[WORKING DATA — start]

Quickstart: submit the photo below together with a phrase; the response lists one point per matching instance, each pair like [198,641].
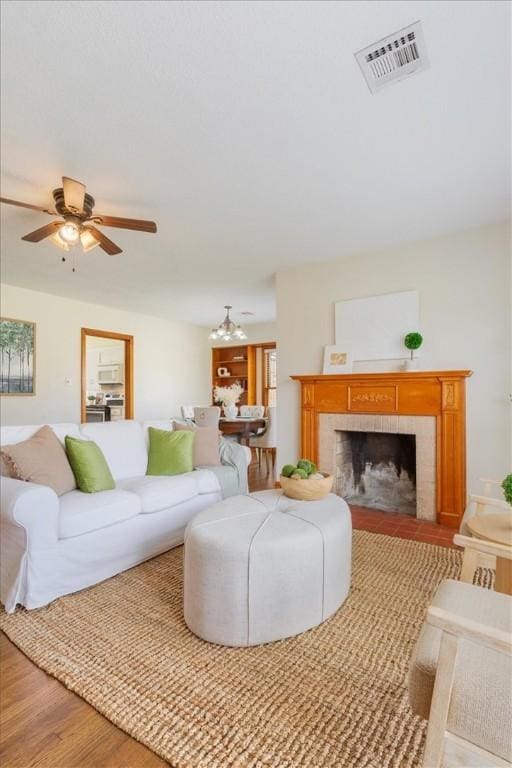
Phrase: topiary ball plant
[507,489]
[413,341]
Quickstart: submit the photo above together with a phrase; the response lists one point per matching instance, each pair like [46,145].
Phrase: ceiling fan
[78,220]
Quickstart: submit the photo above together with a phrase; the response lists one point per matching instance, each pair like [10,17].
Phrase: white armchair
[479,505]
[460,677]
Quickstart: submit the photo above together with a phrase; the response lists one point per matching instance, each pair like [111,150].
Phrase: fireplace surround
[434,399]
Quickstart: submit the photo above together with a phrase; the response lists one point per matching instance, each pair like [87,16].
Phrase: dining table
[243,427]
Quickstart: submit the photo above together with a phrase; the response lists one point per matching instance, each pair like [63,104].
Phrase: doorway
[107,376]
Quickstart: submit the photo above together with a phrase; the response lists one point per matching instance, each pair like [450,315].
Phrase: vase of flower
[229,397]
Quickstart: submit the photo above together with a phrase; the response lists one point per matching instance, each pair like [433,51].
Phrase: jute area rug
[334,696]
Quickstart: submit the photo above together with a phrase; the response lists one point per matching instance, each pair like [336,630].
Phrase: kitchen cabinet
[111,356]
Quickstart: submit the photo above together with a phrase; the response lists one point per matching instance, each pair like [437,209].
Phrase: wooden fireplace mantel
[413,393]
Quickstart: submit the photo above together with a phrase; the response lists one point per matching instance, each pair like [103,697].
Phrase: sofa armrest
[33,510]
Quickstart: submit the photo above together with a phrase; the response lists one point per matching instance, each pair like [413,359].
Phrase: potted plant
[229,397]
[507,489]
[412,341]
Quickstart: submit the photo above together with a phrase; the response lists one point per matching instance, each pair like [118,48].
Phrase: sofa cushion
[158,492]
[207,479]
[41,459]
[84,512]
[122,444]
[12,435]
[480,674]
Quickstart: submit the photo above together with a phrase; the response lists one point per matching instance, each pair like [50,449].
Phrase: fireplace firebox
[377,469]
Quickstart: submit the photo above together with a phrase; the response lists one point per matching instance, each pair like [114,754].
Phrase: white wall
[465,305]
[171,360]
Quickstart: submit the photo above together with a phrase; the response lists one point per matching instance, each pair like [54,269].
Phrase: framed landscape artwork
[17,357]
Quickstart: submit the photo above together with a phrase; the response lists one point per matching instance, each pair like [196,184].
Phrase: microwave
[110,374]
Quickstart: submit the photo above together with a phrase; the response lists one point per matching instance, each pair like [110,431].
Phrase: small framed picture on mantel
[337,359]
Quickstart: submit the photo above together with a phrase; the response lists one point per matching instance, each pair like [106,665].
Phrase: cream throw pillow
[206,444]
[41,459]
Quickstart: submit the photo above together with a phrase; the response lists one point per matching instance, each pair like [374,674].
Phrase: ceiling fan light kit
[227,330]
[77,225]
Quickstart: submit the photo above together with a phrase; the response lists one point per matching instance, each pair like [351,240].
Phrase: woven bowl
[306,490]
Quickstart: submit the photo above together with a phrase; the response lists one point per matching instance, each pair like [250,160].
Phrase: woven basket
[306,490]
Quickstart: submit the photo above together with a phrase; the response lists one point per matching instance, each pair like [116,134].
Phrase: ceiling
[247,132]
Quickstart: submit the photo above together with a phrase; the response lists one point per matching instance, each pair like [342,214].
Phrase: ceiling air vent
[394,57]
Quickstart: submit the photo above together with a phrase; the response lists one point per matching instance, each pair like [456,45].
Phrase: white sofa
[51,546]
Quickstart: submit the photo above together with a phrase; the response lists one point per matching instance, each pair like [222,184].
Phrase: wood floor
[43,725]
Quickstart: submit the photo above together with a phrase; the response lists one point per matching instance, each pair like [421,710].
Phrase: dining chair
[266,441]
[207,416]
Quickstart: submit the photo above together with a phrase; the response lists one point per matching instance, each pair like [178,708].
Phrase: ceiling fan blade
[42,232]
[107,245]
[74,194]
[115,221]
[27,205]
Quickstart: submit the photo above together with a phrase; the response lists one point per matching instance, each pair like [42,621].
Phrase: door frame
[128,368]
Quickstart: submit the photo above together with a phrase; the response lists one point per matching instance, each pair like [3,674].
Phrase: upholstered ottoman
[263,567]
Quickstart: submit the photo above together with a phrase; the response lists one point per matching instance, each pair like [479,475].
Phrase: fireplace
[427,404]
[377,469]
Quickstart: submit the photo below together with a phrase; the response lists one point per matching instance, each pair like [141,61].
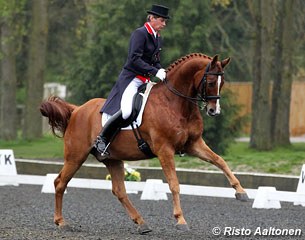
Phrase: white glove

[WORKING DATA — finish]

REQUIRED WORK => Write only the number of lines in the entries where the string "below" occurs.

RESPONSE BOX => 2